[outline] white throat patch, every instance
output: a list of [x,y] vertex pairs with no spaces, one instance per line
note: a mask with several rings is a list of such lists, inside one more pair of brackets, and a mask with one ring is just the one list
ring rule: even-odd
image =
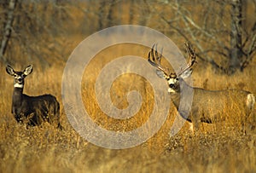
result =
[[23,88],[23,84],[15,84],[15,88],[20,88],[20,89],[22,89]]
[[176,93],[176,91],[173,89],[168,88],[168,93]]
[[169,80],[167,80],[167,82],[168,82],[168,84],[174,84],[174,83],[175,83],[175,78],[170,78]]

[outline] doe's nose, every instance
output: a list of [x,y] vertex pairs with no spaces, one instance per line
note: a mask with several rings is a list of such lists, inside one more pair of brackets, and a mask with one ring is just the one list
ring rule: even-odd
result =
[[18,82],[21,83],[22,82],[22,78],[18,78]]

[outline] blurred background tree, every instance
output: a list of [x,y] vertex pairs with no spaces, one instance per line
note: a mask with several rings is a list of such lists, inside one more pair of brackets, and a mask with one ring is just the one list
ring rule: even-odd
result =
[[4,63],[65,62],[86,36],[123,24],[156,29],[180,48],[189,40],[200,61],[229,75],[243,71],[256,52],[256,0],[3,0],[0,5]]

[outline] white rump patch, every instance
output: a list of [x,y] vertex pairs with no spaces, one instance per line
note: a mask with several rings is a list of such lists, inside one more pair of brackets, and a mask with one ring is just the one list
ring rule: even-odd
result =
[[20,88],[20,89],[22,89],[23,88],[23,84],[15,84],[15,88]]
[[253,94],[248,94],[247,95],[247,107],[252,110],[253,108],[253,106],[255,104],[255,97]]

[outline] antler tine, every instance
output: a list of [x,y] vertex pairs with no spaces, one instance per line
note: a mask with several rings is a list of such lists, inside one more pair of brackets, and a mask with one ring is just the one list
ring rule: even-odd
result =
[[[155,50],[154,47],[155,46]],[[161,51],[163,49],[161,49]],[[168,69],[165,68],[160,65],[162,54],[158,54],[157,52],[157,44],[154,44],[151,48],[151,50],[148,53],[148,61],[154,66],[157,67],[159,70],[162,71],[166,76],[169,75]]]
[[188,70],[189,68],[190,68],[195,64],[195,57],[196,57],[196,55],[195,55],[195,49],[193,48],[193,46],[190,43],[190,42],[185,43],[185,47],[186,47],[186,50],[187,50],[187,53],[188,53],[188,56],[190,59],[189,59],[189,63],[185,66],[185,68],[183,69],[180,72],[178,72],[177,76],[180,76],[186,70]]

§ **EXERCISE OBJECTIVE**: Can you rewrite the lines starting at the first one and ending at the line with "[[18,82],[21,83],[22,82],[22,78],[18,78]]", keeping the wording of each line in full but adding 85 to every vertex coordinate in the answers? Leave the pictures out.

§ **ANSWER TO THE TASK**:
[outline] white throat patch, every instance
output: a list of [x,y] vertex pairs with no spaces, one instance per line
note: a mask with several rings is a list of such lists, inside one more pair of brackets, and a mask with one ring is just the one list
ring rule: even-odd
image =
result =
[[108,173],[108,169],[100,169],[100,173],[105,173],[105,174],[107,174]]
[[261,178],[261,176],[258,174],[253,173],[253,178]]
[[254,165],[252,165],[252,167],[253,167],[253,169],[259,169],[259,168],[260,168],[260,163],[255,163]]

[outline] doe's nose, every instance
output: a list of [x,y] vertex pairs with no spaces, one instance per line
note: a mask with several rings is a list of such lists, inside one more pair of brackets, and a mask with one ring is just the one list
ring rule: even-odd
result =
[[103,167],[106,168],[107,167],[107,163],[103,163]]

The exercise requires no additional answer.